ASSIGNMENT:
Repeat only the stretch of lines below that runs from the line with "positive clicks: (55, 58)" through the line with "positive clicks: (11, 97)", unaltered.

SUPPLIED ENTRIES:
:::::
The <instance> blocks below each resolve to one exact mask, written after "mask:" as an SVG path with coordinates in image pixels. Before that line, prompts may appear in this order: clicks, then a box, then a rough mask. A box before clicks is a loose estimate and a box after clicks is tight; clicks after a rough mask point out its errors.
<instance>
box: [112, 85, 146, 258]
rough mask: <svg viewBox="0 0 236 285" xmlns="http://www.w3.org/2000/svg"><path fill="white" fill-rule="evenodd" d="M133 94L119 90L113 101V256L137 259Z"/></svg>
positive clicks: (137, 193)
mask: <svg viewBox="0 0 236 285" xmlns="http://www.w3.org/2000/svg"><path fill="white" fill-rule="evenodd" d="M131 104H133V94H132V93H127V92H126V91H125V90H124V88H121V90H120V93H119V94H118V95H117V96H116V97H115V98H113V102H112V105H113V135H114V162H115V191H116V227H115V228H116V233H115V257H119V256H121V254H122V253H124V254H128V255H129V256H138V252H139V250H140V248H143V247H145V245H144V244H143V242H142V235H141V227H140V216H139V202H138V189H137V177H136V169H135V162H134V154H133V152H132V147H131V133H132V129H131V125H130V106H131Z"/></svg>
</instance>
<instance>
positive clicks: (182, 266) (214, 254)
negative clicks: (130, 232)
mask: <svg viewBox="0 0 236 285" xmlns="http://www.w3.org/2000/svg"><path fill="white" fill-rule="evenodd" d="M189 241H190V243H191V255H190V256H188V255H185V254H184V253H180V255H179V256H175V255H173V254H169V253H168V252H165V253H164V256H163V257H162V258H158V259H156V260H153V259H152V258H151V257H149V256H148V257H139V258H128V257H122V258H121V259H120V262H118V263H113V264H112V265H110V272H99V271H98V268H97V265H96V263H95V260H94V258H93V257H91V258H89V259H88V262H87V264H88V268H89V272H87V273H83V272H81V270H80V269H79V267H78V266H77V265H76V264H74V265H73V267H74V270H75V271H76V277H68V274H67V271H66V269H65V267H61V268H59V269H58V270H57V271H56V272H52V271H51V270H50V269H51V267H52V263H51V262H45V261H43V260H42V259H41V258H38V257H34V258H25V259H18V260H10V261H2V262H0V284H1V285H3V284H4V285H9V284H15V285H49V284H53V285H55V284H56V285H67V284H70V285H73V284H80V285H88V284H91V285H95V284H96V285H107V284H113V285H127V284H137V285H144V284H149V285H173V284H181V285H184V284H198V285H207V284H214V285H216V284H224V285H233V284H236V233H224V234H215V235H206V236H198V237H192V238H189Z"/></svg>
:::::
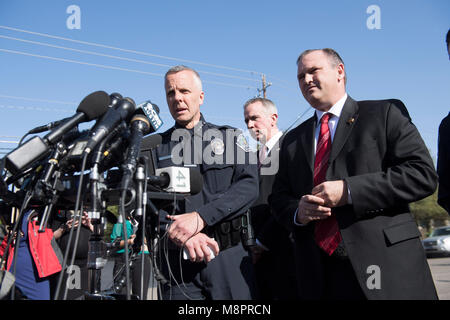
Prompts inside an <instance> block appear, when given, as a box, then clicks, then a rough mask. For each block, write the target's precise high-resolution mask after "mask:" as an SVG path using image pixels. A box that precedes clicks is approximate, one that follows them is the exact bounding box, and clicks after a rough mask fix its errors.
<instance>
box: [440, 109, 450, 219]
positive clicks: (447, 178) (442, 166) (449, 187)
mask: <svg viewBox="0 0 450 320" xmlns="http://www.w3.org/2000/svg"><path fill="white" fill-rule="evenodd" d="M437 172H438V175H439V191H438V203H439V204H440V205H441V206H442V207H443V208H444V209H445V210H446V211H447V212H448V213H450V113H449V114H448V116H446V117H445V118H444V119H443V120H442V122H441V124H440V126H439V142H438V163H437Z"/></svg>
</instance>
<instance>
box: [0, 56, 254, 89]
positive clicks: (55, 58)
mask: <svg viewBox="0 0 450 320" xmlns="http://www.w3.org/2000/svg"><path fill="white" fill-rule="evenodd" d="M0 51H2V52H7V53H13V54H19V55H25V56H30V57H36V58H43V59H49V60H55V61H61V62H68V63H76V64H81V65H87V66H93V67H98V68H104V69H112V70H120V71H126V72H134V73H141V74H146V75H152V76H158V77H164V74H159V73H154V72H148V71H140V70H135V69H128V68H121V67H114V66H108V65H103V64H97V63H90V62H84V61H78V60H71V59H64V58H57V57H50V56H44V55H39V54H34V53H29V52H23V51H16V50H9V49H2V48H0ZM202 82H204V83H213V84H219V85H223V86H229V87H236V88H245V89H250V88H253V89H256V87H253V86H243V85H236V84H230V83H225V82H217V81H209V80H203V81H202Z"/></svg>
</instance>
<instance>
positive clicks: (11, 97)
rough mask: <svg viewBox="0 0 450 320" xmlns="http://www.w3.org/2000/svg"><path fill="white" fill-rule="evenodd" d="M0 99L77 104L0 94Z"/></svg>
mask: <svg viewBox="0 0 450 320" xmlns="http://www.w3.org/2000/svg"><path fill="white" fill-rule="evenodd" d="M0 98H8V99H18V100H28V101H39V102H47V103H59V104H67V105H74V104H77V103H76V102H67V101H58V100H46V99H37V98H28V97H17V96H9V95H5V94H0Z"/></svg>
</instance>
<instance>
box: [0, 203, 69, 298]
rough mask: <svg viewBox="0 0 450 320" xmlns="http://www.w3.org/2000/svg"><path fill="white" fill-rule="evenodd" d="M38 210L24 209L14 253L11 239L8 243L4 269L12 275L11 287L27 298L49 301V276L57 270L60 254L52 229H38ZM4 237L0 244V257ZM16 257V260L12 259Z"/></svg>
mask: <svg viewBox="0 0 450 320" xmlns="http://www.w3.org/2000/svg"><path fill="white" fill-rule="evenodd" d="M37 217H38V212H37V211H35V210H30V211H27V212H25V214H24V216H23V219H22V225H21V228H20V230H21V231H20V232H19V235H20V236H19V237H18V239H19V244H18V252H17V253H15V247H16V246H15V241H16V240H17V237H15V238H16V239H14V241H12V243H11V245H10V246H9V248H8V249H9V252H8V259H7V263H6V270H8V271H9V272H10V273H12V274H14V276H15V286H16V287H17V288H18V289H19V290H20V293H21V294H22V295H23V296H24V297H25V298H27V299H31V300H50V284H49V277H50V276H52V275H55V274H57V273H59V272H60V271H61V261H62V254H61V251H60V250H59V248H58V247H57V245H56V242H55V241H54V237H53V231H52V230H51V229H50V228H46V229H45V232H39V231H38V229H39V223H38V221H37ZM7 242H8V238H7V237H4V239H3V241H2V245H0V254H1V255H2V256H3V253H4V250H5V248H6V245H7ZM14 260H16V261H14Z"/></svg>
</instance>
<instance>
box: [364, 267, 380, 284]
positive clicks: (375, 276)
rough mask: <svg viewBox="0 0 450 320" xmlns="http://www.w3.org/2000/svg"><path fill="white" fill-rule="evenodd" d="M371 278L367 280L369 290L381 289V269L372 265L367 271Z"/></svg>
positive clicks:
:::::
WORKED SOLUTION:
positive clicks: (55, 58)
mask: <svg viewBox="0 0 450 320" xmlns="http://www.w3.org/2000/svg"><path fill="white" fill-rule="evenodd" d="M0 51H2V52H7V53H13V54H19V55H25V56H30V57H36V58H43V59H49V60H55V61H61V62H68V63H76V64H81V65H87V66H93V67H98V68H104V69H112V70H120V71H126V72H134V73H141V74H146V75H152V76H158V77H164V74H159V73H154V72H148V71H140V70H135V69H128V68H121V67H114V66H108V65H103V64H97V63H90V62H84V61H78V60H71V59H64V58H57V57H50V56H44V55H39V54H34V53H29V52H23V51H16V50H9V49H2V48H0ZM202 82H204V83H213V84H219V85H223V86H229V87H236V88H245V89H250V88H253V89H256V87H253V86H243V85H236V84H230V83H225V82H217V81H209V80H203V81H202Z"/></svg>
</instance>
<instance>
positive clicks: (11, 97)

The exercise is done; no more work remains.